- _REQUIRED TASK 1_
From the text on trees in the psalms, list every tree its opening paragraph names as an example, whether enormous or familiar.

- _DOCUMENT TEXT_
We feel that trees are important, significant, mysterious; and we are only at the beginning of understanding how they work, and maybe even have systems of communication. They can be enormous and mysterious, like the great Canadian redwoods and the African podocarpus, or smaller and familiar, like the fruit tree in our garden, but there is always something special about trees. I feel that slogan about some watch or other is much truer of any tree; you don’t own it, you’re just looking after it for the next generation…..or several.
Trees in the Holy Land
There are only a few species of tree in the psalms, though there are more in the Bible as a whole (think of Noah and the ark made of gopher wood, which I imagine as having attractive stripes like some African woods, though I have no evidence for that at all, I think it’s probably based on Disney chipmunks). When we think of the bible landscape, it’s not usually forested, though Lebanon is famous for, and identified with, its cedars. It’s more sort of desert-like, dry and dusty, with lots of stunted bushes and not much shade. One great thing about the old blockbuster bible films is that the makers were so reverent that they filmed on the spot or as near as they could manage, so our mental pictures are probably fairly accurate. All the making the desert bloom and orange groves are of much later date.
Singing about trees in the psalms
But there are some trees in the psalms : olive, oak, fig, the mighty cedars, poplars (or maybe willows or aspens), date palms and other fruit trees. I am sad to say that there are no terebinths mentioned in the psalms. I’m not sure what sort of tree a terebinth is, but it is a lovely word. There are references to forests and green valleys, trees near to water. The psalmists wrote about their real world, and they refer to trees both literally and metaphorically. The very first psalm describes the just man as ‘a tree planted beside the flowing waters, that yields its fruit in due season’, but the leaves are described as never fading, so it’s a fantasy as well as metaphorical tree rather than a real one. The real ones occur in the Creation psalms, and they are often invoked to demonstrate God’s power (and sometimes the strength of his wrath).

- _REQUIRED TASK 2_
Lay out the records from the line containing "boy's chin, placed" through the final line of the records, both included, as a Markdown table with the columns Row and Line. Skip blank lines.

- _SUPPLIED DATA_
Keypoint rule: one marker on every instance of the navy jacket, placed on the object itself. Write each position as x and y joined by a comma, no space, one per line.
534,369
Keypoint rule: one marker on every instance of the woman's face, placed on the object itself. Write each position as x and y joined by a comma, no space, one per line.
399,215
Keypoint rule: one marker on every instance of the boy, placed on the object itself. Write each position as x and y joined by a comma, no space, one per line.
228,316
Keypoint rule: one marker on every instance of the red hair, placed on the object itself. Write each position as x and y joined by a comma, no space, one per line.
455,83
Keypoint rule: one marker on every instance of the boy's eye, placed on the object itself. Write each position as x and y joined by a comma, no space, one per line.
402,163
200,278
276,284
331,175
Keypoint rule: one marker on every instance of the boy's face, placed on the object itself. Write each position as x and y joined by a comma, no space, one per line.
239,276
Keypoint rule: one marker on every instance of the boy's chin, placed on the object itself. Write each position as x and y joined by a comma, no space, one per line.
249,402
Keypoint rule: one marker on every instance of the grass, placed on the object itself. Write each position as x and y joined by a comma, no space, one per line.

- _FINAL ANSWER 1_
- the great Canadian redwoods
- the African podocarpus
- the fruit tree in our garden

- _FINAL ANSWER 2_
| Row | Line |
|---|---|
| 1 | Keypoint rule: one marker on every instance of the boy's chin, placed on the object itself. Write each position as x and y joined by a comma, no space, one per line. |
| 2 | 249,402 |
| 3 | Keypoint rule: one marker on every instance of the grass, placed on the object itself. Write each position as x and y joined by a comma, no space, one per line. |